**BRANO DA LEGGERE**

·····

I soldati, che si sono fatti le ossa all’estero, sorvegliano, quasi sempre con presidi fissi, 32 sinagoghe o tempi ebraici, 9 scuole, 4 musei e altri 13 siti distribuiti in tutta Italia, ma soprattutto al nord e al centro. La città con il più alto numero di obiettivi sensibili, il 41%, è Milano. Non a caso il comandante del raggruppamento di Strade sicure, come in altre città, è ufficialmente invitato alle celebrazioni del 27 gennaio, giorno della Memoria.
Lo scorso anno, in occasione dell’anniversario della nascita dello Stato di Israele, il rappresentante della comunità ebraica di Livorno, Vittorio Mosseri, ha consegnato una targa al comandante dei paracadustisti. “Alla brigata Folgore con stima e gratitudine per il servizio di sicurezza prestato nell’ambito dell’operazione Strade sicure contribuendo con attenzione e professionalità al sereno svolgimento delle attività della nostro comunità” il testo inciso sulla targa.
In questi tempi di spauracchi anti semiti l’esercito difende i siti ebraici in Italia con un numero di uomini praticamente equivalente a quello dispiegato in Afghanistan nel fortino di Herat. Grazie ad un’esperienza acquisita all’estero nella protezione delle minoranze religiose, come l’antico monastero serbo ortodosso di Decani in Kosovo.

·····

**RIGHE ARCHIVIATE**
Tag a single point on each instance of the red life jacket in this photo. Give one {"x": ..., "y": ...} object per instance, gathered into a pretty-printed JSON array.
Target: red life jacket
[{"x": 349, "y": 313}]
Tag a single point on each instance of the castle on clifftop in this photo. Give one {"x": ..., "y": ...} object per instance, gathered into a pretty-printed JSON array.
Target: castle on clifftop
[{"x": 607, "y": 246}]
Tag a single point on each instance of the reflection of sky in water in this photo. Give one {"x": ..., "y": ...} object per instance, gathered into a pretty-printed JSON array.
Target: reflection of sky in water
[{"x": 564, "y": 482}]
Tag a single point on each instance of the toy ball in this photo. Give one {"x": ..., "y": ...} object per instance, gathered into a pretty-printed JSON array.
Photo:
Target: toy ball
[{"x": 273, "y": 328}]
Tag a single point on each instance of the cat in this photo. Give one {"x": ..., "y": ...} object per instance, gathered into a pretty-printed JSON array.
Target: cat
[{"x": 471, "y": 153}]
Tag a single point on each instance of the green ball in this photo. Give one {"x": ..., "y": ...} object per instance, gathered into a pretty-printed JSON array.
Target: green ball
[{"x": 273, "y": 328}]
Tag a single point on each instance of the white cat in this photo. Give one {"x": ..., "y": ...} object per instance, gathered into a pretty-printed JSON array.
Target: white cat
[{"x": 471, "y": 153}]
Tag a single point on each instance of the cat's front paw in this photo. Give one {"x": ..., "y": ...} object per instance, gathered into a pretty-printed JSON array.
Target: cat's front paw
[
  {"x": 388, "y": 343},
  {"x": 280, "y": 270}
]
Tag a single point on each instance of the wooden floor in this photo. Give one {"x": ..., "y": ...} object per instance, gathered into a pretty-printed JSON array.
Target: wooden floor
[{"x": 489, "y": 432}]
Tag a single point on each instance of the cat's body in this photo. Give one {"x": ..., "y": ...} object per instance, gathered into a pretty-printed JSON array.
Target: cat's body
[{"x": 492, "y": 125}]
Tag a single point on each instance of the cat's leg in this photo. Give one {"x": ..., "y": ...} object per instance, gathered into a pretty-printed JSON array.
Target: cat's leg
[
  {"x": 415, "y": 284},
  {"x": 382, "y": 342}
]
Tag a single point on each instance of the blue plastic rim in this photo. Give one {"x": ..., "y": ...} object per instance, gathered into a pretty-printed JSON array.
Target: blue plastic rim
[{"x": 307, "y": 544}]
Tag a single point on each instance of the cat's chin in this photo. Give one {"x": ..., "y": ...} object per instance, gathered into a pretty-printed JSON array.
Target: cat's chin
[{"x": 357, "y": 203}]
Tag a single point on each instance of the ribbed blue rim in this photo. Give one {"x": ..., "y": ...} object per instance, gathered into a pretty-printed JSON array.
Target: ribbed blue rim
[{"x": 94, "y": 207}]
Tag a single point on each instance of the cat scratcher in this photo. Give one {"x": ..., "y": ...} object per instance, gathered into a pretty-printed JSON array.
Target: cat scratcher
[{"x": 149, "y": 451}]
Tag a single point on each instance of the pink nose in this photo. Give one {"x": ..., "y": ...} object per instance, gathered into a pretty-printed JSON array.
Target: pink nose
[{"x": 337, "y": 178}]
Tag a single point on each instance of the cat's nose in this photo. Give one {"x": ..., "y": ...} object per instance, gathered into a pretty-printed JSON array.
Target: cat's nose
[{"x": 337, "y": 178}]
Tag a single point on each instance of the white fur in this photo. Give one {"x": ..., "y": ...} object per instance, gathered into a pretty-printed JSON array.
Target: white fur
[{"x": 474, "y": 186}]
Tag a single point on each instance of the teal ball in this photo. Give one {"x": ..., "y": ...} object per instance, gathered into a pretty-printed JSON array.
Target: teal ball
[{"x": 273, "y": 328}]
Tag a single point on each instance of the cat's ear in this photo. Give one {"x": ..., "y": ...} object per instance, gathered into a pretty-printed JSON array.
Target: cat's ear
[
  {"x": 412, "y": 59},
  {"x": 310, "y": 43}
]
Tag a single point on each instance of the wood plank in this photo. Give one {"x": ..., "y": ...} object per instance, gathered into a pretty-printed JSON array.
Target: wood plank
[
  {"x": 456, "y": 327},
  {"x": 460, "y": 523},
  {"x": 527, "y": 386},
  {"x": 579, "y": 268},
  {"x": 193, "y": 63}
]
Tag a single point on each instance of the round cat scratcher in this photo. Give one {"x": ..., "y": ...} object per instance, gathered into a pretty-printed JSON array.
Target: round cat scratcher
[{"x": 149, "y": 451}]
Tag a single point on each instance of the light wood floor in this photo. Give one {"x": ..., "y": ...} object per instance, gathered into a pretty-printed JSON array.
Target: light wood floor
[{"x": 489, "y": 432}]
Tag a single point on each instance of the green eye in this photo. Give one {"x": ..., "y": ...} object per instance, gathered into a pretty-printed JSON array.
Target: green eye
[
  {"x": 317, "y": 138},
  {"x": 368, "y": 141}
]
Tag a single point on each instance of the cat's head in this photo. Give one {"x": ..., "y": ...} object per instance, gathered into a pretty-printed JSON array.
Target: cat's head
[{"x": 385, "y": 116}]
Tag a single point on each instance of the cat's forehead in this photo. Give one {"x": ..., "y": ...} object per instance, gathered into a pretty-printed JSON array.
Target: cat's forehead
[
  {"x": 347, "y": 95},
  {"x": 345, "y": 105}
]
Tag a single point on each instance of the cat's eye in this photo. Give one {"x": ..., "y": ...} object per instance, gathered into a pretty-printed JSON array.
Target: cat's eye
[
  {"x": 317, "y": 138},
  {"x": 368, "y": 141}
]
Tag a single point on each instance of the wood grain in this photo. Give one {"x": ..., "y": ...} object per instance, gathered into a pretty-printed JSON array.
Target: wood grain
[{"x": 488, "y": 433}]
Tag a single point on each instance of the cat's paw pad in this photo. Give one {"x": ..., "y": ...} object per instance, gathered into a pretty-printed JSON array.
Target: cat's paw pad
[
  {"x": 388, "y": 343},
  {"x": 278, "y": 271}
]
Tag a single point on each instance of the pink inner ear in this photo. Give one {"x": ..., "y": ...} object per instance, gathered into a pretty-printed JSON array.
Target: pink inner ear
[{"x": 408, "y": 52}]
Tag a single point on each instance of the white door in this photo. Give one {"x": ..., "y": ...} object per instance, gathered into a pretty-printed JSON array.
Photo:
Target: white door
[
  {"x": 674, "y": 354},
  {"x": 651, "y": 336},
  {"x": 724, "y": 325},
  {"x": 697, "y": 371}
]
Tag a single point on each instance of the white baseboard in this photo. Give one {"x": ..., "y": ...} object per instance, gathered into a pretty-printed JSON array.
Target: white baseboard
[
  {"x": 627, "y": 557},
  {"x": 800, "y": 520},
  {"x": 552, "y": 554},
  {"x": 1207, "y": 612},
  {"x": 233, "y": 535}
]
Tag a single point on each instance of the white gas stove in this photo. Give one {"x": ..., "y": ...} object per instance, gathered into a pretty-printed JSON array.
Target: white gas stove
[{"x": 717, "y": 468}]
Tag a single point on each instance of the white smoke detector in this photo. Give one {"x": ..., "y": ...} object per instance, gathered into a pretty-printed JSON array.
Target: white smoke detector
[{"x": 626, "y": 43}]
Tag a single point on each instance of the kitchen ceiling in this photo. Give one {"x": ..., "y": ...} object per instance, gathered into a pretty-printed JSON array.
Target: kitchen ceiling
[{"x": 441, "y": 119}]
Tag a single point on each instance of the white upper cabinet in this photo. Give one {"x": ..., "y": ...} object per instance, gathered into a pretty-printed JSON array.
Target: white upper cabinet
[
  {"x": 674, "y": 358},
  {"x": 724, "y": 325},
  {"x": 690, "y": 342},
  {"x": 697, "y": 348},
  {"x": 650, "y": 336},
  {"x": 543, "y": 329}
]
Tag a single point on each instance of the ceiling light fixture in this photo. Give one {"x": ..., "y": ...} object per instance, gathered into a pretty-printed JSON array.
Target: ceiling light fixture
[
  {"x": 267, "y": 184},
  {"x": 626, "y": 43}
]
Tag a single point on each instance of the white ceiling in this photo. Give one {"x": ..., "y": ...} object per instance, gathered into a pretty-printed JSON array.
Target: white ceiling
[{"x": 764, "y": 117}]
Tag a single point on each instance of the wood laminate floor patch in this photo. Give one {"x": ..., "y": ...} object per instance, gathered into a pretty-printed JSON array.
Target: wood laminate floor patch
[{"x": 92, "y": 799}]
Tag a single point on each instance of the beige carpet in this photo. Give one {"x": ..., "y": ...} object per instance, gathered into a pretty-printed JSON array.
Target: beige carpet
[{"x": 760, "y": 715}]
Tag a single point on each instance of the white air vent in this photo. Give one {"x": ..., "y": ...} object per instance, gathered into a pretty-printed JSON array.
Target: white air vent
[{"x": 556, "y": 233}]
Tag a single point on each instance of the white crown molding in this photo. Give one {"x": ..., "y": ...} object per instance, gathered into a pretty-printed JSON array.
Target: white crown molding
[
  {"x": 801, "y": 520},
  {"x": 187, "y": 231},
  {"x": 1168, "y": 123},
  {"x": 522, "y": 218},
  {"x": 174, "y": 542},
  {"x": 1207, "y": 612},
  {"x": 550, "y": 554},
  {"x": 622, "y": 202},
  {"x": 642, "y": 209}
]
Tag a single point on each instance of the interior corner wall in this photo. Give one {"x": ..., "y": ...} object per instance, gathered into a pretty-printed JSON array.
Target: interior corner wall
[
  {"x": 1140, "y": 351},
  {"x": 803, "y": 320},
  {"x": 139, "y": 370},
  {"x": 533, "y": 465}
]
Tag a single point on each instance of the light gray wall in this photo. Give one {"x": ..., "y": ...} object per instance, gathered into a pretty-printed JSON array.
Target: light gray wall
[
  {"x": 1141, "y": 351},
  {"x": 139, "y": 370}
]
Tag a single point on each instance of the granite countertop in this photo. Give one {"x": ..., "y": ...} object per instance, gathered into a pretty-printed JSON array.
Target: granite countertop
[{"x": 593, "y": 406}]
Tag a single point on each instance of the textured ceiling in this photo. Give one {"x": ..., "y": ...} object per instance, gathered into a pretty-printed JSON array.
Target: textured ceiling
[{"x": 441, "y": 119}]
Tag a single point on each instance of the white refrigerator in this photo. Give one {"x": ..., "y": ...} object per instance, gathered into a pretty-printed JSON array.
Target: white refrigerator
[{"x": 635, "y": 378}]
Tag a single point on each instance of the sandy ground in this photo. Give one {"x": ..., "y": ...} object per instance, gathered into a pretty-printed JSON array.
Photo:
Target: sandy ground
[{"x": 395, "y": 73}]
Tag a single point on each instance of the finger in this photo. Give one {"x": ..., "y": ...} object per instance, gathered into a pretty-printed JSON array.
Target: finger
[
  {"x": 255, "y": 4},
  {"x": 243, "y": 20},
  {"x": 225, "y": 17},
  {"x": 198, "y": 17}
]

·····

**CONSEGNE DELL'ESERCIZIO**
1. Rispondi a queste domande sul brano sui siti ebraici sorvegliati dall'esercito:
(a) Quale città ha il più alto numero di obiettivi sensibili?
(b) Chi ha consegnato la targa al comandante dei paracadutisti?
(c) Quale monastero viene citato come esempio di protezione delle minoranze religiose all'estero?
2. Riporta la parte del brano che comincia con le parole "Lo scorso anno, in" e termina dopo "inciso sulla targa.", chiamando "pergamena" ciò che il brano chiama "targa".
Le righe non hanno alcun legame con il brano.

**SOLUZIONI DELL'ESERCIZIO**
1.
(a) Milano, con il 41%.
(b) Vittorio Mosseri, rappresentante della comunità ebraica di Livorno.
(c) L'antico monastero serbo ortodosso di Decani, in Kosovo.

2.
Lo scorso anno, in occasione dell’anniversario della nascita dello Stato di Israele, il rappresentante della comunità ebraica di Livorno, Vittorio Mosseri, ha consegnato una pergamena al comandante dei paracadustisti. “Alla brigata Folgore con stima e gratitudine per il servizio di sicurezza prestato nell’ambito dell’operazione Strade sicure contribuendo con attenzione e professionalità al sereno svolgimento delle attività della nostro comunità” il testo inciso sulla pergamena.